ASSIGNED TASK ▸
Reproduce everything from the beginning of the records down to and including the line that contains "62L479 87L339 53L273", character for character.

------------------------

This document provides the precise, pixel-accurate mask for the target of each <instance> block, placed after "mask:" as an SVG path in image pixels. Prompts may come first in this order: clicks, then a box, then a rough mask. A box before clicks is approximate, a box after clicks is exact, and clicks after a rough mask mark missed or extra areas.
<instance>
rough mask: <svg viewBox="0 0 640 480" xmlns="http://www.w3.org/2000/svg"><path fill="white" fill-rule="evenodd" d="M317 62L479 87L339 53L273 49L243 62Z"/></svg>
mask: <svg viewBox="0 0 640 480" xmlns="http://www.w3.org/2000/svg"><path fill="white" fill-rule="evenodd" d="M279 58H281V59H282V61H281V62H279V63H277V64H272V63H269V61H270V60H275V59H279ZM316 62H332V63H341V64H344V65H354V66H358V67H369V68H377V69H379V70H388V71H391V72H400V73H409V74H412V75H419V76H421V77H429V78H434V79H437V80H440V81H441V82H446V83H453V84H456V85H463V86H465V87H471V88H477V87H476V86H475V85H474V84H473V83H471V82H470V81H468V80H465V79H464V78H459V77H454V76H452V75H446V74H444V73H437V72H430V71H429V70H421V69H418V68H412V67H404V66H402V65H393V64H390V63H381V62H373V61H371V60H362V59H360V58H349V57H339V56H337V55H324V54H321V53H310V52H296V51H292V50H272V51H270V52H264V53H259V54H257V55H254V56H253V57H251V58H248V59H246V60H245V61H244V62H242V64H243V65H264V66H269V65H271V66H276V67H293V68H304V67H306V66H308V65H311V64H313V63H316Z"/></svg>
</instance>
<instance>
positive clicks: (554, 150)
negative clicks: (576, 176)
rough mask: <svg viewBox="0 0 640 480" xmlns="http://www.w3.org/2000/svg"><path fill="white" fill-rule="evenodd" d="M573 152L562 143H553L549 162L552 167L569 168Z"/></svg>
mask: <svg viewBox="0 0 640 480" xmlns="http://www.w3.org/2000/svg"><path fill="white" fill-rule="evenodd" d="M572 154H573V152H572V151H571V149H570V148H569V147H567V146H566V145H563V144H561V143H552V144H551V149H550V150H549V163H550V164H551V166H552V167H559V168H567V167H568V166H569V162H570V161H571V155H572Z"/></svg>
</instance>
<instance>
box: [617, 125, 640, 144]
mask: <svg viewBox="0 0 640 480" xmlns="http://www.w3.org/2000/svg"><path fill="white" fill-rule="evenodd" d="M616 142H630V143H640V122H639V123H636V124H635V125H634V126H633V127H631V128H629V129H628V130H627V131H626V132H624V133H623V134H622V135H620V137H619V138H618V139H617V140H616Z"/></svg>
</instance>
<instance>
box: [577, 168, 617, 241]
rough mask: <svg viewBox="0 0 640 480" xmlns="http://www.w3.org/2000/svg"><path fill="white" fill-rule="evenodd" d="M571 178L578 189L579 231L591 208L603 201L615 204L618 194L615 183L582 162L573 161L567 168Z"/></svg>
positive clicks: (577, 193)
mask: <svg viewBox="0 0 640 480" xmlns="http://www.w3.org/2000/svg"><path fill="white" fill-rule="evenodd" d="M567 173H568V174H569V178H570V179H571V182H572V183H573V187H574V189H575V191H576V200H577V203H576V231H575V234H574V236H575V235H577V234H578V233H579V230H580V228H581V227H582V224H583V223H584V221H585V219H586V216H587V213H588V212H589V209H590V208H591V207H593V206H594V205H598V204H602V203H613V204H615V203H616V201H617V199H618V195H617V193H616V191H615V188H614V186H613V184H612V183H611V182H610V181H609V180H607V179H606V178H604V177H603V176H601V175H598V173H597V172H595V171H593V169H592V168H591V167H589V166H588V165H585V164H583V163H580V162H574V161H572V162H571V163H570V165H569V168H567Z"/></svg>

------------------------

RESPONSE AREA ▸
This document provides the precise, pixel-accurate mask for the target of each <instance> block, placed after "mask:" as an SVG path in image pixels. Prompts may come first in this order: clicks, then a box, then a rough mask. A box before clicks is approximate, a box after clicks is exact, and clicks after a rough mask mark missed or extra areas.
<instance>
rough mask: <svg viewBox="0 0 640 480" xmlns="http://www.w3.org/2000/svg"><path fill="white" fill-rule="evenodd" d="M317 62L479 87L339 53L273 49L243 62Z"/></svg>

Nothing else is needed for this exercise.